* [Extract to read]:
--------------------------------

25 September 2007 | bkoganbing
A Sincere Project, Hampered By Lack of Interest
Johnny Tiger was a film that Robert Taylor hoped would help him transition to older more mature roles. He's a man of academia who's taken a position on a Seminole Indian reservation in Florida. While there, he encounters the charming and reckless title character played by Chad Everett.
Everett is the grandson of the old chief Sam Tiger played by Ford Rainey. The grandson and grandfather are estranged as Everett has been too long living in the white man's world and won't assume his rightful place in the tribal councils.
In a plot gambit obviously taken from The Corn Is Green, Taylor recognizes Everett as a most intelligent young man. Not quite Will Hunting type smart, nevertheless Everett has the potential for bigger and better things.
Taylor feels it's those backward Indian ways holding him back. Education and literacy are the answer and he develops a messianic fervor on the subject. Taylor would be described today as a secular humanist, but he does learn the wisdom of Hamlet's words to Horatio about there being more things on heaven and earth than are dreamed of in your philosophy.
If Johnny Tiger was made today, it would be a natural project for Lou Diamond Phillips with his partially Cherokee heritage no one would object to the casting. You could never get away with casting Ford Rainey and Marc Lawrence who plays the Seminole medicine man in Indian roles today. Still they are not bad in them and those players, Everett included, do not insult or demean the people they portray.
Probably this film should have made its debut on television. I remember it being released back in the day as the second half of a double bill with a Munster film. Not exactly an opportunity to showcase the players, including most importantly Robert Taylor.
Geraldine Brooks plays the government doctor on the reservation and she's a most fetching female who tries very hard to humanize Taylor and derail him from his mission which is essentially to destroy what little is left of the Seminole culture. Brenda Scott is Taylor's daughter who gets involved with Everett, further complicating things.
Johnny Tiger is not a bad film, it was never really given a chance to find its audience back in the day.
Though I do wonder about where Seminole Indians would have heard of tigers from the real India.

--------------------------------

* [Entries provided]:
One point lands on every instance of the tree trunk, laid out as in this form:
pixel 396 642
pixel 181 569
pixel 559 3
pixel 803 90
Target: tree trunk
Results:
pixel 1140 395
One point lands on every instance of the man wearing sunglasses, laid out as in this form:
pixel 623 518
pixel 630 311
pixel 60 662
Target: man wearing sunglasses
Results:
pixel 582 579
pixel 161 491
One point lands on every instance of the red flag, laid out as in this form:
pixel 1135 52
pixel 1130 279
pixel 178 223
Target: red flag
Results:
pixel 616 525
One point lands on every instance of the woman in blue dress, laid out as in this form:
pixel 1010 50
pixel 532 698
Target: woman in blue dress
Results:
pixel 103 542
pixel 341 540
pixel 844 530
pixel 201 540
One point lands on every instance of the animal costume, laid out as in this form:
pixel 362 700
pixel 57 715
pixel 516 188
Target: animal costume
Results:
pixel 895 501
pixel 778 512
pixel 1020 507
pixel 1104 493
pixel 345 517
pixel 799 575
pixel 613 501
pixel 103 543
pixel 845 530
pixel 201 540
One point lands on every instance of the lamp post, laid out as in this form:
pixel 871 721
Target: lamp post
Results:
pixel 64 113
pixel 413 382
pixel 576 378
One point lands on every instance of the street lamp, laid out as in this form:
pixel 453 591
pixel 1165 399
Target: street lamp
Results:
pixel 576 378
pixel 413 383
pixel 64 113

--------------------------------

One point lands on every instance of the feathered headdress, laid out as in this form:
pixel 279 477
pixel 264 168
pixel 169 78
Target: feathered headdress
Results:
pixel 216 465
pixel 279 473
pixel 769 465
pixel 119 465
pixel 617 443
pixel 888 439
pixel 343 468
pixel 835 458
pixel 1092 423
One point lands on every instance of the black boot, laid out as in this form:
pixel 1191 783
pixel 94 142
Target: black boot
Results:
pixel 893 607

--------------------------------

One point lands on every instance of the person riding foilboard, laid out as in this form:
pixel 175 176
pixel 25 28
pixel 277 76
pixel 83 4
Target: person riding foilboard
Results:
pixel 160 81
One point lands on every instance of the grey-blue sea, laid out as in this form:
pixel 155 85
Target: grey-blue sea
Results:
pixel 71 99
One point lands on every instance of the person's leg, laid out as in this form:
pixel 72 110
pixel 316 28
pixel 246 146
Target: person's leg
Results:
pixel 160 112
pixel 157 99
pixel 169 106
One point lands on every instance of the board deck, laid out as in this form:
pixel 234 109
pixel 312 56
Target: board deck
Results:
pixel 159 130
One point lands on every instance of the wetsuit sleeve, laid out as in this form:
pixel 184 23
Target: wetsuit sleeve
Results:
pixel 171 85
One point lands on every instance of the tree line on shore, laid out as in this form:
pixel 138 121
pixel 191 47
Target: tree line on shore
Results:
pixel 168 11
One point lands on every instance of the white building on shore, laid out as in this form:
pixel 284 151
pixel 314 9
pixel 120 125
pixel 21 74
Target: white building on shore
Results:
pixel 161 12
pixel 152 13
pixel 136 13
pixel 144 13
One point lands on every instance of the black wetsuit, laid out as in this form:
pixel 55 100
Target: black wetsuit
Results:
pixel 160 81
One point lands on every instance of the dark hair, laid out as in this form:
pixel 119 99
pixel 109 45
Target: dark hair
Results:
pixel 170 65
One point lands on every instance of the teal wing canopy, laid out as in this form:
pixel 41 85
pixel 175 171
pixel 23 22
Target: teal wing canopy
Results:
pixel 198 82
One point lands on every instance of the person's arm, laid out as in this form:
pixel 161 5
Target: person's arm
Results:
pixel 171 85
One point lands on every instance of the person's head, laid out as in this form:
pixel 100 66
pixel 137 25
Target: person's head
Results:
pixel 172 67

--------------------------------

* [Task 1]:
In the review of Johnny Tiger, transcribe the passage starting at "25 September 2007" and ending at "by Chad Everett.".
* [Task 2]:
Answer these questions using the review of Johnny Tiger:
(a) Who plays the old chief Sam Tiger?
(b) What role does Geraldine Brooks play?
(c) What kind of film shared the double bill with Johnny Tiger on its release?
* [Task 3]:
List every actor the review of Johnny Tiger names as appearing in that film.

* [Response box 1]:
25 September 2007 | bkoganbing
A Sincere Project, Hampered By Lack of Interest
Johnny Tiger was a film that Robert Taylor hoped would help him transition to older more mature roles. He's a man of academia who's taken a position on a Seminole Indian reservation in Florida. While there, he encounters the charming and reckless title character played by Chad Everett.

* [Response box 2]:
(a) Ford Rainey
(b) The government doctor on the reservation
(c) A Munster film

* [Response box 3]:
Robert Taylor, Chad Everett, Ford Rainey, Marc Lawrence, Geraldine Brooks, Brenda Scott